Data shown:
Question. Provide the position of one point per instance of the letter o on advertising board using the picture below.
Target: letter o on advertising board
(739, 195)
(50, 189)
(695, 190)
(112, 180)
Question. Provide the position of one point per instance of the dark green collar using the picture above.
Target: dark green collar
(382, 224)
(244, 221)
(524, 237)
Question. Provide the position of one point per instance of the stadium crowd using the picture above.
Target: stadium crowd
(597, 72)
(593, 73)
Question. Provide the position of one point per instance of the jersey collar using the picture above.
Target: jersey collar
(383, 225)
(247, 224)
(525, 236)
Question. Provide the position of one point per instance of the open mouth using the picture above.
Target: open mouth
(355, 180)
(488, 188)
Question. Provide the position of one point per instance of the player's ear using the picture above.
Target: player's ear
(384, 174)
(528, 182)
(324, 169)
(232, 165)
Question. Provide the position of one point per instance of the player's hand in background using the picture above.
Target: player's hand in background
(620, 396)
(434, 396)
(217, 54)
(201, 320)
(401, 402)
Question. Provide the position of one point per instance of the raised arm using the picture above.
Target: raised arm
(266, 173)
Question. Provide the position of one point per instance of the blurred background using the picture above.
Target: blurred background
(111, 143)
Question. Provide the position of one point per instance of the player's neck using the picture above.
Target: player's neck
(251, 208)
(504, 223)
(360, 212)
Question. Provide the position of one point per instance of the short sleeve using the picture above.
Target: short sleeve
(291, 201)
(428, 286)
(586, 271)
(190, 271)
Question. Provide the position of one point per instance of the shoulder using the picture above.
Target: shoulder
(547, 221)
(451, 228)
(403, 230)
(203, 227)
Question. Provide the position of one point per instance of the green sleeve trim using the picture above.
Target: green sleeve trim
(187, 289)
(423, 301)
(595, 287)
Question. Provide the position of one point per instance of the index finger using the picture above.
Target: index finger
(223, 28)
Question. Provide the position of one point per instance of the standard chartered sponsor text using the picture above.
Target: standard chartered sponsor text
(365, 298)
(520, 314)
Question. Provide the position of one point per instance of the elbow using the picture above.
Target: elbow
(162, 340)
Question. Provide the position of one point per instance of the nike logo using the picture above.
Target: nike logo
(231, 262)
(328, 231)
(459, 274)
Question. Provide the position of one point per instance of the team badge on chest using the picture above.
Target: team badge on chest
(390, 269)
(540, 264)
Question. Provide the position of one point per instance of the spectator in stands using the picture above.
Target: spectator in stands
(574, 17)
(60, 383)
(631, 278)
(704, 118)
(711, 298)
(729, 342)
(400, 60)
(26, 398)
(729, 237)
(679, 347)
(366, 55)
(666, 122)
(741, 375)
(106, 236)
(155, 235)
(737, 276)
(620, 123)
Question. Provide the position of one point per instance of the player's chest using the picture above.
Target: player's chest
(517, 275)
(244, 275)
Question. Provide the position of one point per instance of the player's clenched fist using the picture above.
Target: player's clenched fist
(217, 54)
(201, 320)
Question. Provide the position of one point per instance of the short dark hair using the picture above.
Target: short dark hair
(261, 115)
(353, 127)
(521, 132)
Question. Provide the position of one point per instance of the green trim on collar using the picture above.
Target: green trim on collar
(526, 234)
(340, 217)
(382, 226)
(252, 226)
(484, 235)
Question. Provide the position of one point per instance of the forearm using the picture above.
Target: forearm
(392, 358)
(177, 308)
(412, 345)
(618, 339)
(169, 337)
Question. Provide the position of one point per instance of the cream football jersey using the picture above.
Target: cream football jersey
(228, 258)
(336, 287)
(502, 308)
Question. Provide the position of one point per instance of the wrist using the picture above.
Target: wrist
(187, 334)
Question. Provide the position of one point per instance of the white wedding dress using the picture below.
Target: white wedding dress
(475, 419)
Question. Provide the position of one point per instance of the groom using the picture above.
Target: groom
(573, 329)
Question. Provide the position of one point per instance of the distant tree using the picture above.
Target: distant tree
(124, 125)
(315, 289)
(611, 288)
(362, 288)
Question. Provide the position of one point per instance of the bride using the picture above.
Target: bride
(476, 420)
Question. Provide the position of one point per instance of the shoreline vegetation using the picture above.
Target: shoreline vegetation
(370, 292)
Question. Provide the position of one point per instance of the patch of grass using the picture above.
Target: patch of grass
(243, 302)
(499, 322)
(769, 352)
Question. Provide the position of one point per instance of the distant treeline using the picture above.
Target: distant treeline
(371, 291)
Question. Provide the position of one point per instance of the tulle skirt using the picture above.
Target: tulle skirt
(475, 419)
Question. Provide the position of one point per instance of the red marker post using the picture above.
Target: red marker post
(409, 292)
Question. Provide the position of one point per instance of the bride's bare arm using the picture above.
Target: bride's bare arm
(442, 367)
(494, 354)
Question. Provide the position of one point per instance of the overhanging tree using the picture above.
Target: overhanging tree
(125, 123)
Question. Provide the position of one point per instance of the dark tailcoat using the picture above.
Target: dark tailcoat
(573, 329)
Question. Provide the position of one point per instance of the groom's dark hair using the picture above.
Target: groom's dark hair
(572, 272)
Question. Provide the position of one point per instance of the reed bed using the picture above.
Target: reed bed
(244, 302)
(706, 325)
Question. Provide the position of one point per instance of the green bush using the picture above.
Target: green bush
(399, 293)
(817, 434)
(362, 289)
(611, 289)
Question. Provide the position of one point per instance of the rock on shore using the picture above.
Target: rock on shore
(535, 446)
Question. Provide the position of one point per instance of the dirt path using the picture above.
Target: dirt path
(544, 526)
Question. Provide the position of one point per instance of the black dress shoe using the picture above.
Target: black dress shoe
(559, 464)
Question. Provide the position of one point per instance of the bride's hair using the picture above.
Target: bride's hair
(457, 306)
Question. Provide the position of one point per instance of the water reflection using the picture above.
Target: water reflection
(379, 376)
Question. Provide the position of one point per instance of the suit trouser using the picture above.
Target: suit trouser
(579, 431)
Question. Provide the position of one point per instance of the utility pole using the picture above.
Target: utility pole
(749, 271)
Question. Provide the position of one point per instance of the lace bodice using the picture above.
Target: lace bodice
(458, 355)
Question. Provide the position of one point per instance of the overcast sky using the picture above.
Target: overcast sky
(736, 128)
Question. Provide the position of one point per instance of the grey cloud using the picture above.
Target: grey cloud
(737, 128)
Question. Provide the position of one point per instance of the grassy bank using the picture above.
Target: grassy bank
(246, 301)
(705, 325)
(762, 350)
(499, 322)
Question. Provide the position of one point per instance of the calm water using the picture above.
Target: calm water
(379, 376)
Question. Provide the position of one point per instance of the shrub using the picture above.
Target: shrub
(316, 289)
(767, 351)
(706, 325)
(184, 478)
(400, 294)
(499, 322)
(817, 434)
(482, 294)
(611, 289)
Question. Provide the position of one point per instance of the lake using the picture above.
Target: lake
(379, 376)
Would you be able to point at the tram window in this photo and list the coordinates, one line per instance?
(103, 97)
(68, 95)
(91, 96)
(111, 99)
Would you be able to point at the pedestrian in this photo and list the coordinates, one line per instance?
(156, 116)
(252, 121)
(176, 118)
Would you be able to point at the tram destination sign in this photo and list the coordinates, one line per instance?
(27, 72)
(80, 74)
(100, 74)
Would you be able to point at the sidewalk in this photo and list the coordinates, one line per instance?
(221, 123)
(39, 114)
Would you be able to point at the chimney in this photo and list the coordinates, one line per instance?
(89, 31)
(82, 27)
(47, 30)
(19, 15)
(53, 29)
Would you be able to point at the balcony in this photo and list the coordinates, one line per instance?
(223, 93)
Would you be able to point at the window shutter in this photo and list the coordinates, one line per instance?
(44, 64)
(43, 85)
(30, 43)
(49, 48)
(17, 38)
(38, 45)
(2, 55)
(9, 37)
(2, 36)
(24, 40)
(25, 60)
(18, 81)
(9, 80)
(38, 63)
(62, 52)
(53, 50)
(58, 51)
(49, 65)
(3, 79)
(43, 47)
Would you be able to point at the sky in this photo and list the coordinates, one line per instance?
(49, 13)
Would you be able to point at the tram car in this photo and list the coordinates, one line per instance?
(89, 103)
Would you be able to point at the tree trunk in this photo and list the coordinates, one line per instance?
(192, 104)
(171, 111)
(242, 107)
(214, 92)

Aim: Repeat the lines from the one containing "Would you be able to point at the window" through the end of the data, switching "tram car" to "streetcar" and leaving everything else unchanged.

Response to this exercise:
Would you be able to point at the window shutter in this photo and list the coordinates, one line per instance?
(44, 64)
(43, 85)
(30, 43)
(49, 48)
(17, 38)
(38, 45)
(2, 55)
(9, 37)
(2, 36)
(24, 40)
(25, 60)
(18, 81)
(9, 80)
(38, 63)
(62, 52)
(53, 50)
(58, 51)
(49, 65)
(3, 79)
(43, 47)
Would you be able to point at the sky in this photo and list the coordinates, one line per instance?
(49, 13)
Would you be able to point at the streetcar in this photo and list the coordinates, one line per instance?
(89, 103)
Would you be able to point at the tree trunk in this photo and list the coordinates, one line per instance?
(192, 104)
(171, 111)
(242, 107)
(214, 92)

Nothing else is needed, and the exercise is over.